Фрагмент текста ▸
┌────────

Господь наделил меня хорошим чувством юмора, умением писать как говорить, и острым, саркастическим умом.
Это мое счастье и моя же грусть.
Счастье – это когда люди, которые с тобой проводят вечер, отмечают твой веселый нрав, а печаль – это когда люди после вечера, проведенного с тобой в истерических взрывах смеха, больше не хотят тебя видеть, потому что после тебя им было плохо.
Иногда человеки начинают считать тебя скотом, который своим сарказмом оскорбил их в самую середку израненной, кровоточащей души. Во глубину скреп, в самый центр их древнерусского душевного лаптя. Или даже Валенка их Скорби о Самом Дорогом.
Когда мне было 24 года, я вернулся из ссылки в солнечную республику Туркменистан и случайно (это важно, что случайно, а не нарочно) попал в городскую газету. Припер туда свои написанные куриной лапой листочки с какими-то писульками. Мне казалось, смешными. Солидарными со мной были и сотрудники редакции, предложившие мне писать фельетоны. Я очень обрадовался, потому что обожаю все смешное, а особенно сказки Салтыкова-Щедрина и фельетоны Михаила Зощенко.
Произведения мои (в шутку называл я их «опусами») были очень сильными для того времени. Бескрайний запас сарказма, юмора и сатиры, выплеснутый со страниц городской газеты в неокрепшие умы горожан, привел к двум радикально разным последствиям. С одной стороны, я стал звездой городского масштаба, и меня стали привлекать в разные городские тусовки и на мероприятия. С другой стороны – многие люди узнавали в моих фельетонах себя, и понимали, что этот змей ползучий опозорил их на весь мир, что является поводом наведаться к этому наймиту капитала в гости и высказать ему все, что наболело! Ко мне приходили все соседи, и соседи соседей, и вообще левые и незнакомые товарищи и товарки. Они кричали, что я не имею права писать о них такие гадости! Они удивлялись тому, КАК земля носит таких, как я, и грозили мне всевозможными карами, включая скрежет зубовный. Мои попытки объяснить, что я их знать не знаю и вообще впервые вижу, и, вероятнее всего, не увижу больше никогда, не привели к желаемым результатам: скандалы продолжались почти еженедельно. Как выйдет новый номер газеты с текстом, подписанным моей фамилией, – жди беды.

└────────

Что сделать ▸
1) Перепишите записи от самого их начала до строки, в которой стоит «positive clicks: (253, 138)», включая её, и замените в них «approximate» на «loose». Всё остальное оставьте без изменений и не добавляйте других строк.
2) Продолжите рассказ о фельетонах в городской газете с того места, где он обрывается.

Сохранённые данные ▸
┌────────

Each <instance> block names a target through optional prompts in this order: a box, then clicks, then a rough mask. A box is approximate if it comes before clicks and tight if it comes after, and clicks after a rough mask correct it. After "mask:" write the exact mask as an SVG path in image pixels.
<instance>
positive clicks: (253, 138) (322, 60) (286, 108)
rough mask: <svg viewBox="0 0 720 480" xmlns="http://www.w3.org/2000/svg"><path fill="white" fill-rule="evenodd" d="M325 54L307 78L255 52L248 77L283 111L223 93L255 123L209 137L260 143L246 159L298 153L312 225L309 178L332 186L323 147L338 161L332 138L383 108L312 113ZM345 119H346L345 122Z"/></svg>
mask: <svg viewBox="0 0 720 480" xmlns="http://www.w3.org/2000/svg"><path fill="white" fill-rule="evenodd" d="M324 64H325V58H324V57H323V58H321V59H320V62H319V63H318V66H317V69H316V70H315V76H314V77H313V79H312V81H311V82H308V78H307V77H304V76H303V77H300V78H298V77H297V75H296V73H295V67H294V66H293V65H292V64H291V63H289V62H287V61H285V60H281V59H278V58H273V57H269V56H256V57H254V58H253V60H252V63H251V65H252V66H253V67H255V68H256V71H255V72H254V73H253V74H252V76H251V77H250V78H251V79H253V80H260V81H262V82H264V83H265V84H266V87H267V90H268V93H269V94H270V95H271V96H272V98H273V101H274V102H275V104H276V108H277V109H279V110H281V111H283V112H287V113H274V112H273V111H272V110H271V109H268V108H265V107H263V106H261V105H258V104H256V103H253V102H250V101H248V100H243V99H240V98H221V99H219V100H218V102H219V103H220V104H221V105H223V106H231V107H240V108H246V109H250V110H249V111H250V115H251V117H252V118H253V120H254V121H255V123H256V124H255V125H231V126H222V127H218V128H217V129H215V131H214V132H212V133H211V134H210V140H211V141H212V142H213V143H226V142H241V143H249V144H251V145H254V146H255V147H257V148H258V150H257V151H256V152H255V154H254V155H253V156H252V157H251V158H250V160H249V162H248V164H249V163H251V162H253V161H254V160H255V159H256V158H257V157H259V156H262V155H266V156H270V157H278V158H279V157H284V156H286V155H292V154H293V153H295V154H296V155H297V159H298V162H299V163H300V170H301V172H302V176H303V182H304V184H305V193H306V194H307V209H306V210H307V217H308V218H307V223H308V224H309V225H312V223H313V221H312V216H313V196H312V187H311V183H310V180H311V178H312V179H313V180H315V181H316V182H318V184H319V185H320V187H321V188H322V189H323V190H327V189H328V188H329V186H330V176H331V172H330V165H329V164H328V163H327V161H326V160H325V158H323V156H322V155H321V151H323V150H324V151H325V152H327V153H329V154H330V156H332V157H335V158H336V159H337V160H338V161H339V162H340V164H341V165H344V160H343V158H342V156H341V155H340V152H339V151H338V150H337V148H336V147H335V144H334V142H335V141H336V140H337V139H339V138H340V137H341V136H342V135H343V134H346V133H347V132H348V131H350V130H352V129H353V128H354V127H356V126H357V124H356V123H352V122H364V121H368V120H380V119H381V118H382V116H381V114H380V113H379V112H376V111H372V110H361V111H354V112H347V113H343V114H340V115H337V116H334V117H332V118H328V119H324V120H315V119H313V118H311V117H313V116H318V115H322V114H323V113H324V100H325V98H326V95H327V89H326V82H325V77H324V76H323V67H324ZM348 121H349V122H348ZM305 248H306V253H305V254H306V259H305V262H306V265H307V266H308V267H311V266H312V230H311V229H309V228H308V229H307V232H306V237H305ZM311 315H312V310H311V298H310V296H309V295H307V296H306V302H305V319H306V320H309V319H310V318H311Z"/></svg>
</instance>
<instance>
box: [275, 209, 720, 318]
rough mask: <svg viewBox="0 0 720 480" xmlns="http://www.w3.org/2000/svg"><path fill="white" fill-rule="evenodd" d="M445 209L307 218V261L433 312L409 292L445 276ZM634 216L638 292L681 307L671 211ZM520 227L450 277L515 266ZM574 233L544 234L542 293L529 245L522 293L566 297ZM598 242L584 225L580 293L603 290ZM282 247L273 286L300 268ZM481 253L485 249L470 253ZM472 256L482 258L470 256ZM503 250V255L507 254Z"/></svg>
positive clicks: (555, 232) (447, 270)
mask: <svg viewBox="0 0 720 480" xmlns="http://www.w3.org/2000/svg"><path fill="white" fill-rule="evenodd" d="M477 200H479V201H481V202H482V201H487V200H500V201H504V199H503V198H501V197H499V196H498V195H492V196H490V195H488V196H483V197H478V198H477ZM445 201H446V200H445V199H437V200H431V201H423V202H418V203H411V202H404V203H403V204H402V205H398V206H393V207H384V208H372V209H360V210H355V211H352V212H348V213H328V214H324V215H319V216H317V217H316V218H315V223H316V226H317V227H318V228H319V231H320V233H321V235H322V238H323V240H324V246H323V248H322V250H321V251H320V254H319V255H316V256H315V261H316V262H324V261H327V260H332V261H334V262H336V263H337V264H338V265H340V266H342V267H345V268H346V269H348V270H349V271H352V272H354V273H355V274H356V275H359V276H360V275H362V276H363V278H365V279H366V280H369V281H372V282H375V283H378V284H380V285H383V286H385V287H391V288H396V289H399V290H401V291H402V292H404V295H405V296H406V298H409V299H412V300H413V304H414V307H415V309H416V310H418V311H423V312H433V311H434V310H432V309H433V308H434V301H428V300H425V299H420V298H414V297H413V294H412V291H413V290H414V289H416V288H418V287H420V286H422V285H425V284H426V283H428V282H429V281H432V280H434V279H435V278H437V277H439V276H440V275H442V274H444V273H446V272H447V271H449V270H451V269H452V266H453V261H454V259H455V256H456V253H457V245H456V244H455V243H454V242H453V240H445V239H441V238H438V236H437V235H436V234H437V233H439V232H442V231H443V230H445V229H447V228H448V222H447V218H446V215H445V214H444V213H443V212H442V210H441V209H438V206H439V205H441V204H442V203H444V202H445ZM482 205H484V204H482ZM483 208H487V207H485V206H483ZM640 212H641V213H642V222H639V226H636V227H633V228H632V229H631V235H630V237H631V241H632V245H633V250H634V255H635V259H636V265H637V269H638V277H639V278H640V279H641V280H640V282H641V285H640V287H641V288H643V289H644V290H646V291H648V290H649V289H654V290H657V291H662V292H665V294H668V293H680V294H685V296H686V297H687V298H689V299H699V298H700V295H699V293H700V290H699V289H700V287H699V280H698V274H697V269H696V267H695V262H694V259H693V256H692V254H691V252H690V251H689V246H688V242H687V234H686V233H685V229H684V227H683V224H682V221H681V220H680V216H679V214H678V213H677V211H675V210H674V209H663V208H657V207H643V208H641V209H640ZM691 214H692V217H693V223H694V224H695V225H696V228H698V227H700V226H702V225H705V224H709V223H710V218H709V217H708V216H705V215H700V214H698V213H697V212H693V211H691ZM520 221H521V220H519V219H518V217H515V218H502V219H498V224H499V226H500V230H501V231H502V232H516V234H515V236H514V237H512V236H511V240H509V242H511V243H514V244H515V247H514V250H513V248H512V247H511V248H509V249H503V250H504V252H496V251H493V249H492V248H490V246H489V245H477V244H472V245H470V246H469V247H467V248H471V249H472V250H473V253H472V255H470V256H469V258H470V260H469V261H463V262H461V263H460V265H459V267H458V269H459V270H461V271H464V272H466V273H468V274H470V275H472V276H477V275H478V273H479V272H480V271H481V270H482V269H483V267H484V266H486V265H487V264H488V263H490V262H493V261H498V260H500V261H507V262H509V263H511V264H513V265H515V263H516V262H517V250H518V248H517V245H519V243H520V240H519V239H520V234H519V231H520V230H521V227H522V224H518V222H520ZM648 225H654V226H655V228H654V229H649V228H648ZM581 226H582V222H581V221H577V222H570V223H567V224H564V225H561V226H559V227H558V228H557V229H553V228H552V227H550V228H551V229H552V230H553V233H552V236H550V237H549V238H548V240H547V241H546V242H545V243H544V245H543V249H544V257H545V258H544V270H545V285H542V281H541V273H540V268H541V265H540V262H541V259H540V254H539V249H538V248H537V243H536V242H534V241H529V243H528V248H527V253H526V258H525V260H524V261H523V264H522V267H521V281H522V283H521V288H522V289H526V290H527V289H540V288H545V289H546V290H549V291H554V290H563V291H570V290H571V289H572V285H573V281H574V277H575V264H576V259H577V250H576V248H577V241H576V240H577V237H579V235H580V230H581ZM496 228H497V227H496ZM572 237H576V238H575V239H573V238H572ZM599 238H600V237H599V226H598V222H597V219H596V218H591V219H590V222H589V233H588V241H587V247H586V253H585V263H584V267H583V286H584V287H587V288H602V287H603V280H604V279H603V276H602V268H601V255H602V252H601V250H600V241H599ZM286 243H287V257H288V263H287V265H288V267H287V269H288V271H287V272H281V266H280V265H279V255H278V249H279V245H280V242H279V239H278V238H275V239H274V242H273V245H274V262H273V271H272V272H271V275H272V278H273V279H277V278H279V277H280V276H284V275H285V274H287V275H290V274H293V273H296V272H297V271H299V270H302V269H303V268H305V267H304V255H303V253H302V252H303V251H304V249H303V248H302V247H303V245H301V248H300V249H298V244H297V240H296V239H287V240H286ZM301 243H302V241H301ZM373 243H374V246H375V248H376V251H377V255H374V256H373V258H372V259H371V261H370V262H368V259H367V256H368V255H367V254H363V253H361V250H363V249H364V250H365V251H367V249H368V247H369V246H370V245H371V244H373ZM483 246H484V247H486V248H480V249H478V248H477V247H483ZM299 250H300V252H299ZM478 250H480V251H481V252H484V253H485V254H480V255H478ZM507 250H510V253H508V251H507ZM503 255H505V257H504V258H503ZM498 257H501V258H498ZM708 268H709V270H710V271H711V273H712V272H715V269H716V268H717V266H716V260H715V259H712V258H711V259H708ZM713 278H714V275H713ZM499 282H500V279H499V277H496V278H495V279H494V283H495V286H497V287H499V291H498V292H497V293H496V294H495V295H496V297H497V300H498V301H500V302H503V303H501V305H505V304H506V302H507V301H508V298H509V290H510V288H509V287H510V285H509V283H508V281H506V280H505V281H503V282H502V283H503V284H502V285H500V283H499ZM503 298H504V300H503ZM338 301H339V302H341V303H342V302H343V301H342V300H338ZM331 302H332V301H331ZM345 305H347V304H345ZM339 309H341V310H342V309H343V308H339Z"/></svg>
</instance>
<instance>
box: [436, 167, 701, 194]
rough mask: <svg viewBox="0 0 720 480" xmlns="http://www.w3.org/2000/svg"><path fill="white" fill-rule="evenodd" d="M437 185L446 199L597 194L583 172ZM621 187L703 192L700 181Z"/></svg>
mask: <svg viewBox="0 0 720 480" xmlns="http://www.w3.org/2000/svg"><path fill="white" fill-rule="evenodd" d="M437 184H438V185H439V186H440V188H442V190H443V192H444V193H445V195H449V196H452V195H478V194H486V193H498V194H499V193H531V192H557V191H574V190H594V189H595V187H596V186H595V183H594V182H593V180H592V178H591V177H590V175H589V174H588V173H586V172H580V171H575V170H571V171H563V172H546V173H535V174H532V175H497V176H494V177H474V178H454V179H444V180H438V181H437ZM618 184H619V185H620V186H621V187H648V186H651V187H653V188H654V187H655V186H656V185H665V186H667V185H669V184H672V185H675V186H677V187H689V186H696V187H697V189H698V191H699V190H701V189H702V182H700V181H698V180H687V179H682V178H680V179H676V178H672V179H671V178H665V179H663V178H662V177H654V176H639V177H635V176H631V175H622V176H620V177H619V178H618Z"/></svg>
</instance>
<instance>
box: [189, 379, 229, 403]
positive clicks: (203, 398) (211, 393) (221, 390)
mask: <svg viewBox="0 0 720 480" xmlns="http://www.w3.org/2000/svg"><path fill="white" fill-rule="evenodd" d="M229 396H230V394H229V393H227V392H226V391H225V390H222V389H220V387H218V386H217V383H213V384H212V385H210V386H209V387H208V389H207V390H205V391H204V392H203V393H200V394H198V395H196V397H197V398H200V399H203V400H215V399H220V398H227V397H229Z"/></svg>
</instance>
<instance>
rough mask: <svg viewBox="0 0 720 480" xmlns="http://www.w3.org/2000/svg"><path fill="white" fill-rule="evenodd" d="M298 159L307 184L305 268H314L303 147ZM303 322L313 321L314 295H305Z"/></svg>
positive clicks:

└────────

Ответы по номерам ▸
1)
Each <instance> block names a target through optional prompts in this order: a box, then clicks, then a rough mask. A box is loose if it comes before clicks and tight if it comes after, and clicks after a rough mask correct it. After "mask:" write the exact mask as an SVG path in image pixels.
<instance>
positive clicks: (253, 138) (322, 60) (286, 108)

2)
Через какое-то время я был вынужден потребовать псевдоним!
Я объяснил ситуацию, и мой милый редактор Наталья Васильна сказала, что да, тяжко в деревне без пулемета, и что да, псевдоним нужон.
– А какую ты хочешь подпись? – спросила она.
– Торвлобнор Пуздой. – ответил я.
– Ась? Ты, наверное, мелком для тараканов отравился? Таких псевдонимов не бывает!
На что я заметил, что вот клоун Карандаш изначально назывался Каран Д’Аш. А Чехов подписывался как Старик Собакин, и никто не умер пока.
– Но ты же не Чехов? – уточнила та.
– Пока нет, но скоро стану.
– Вот станешь – подпишем как Торвлобнор Пуздой. А пока думай над псевдонимом.
Я сказал, что в таком случае пусть она сама напряжется и высидит жемчужину – придумает мне псевдоним сама.
На следующий день в газете вышел мой текст с подписью «С. Собакин».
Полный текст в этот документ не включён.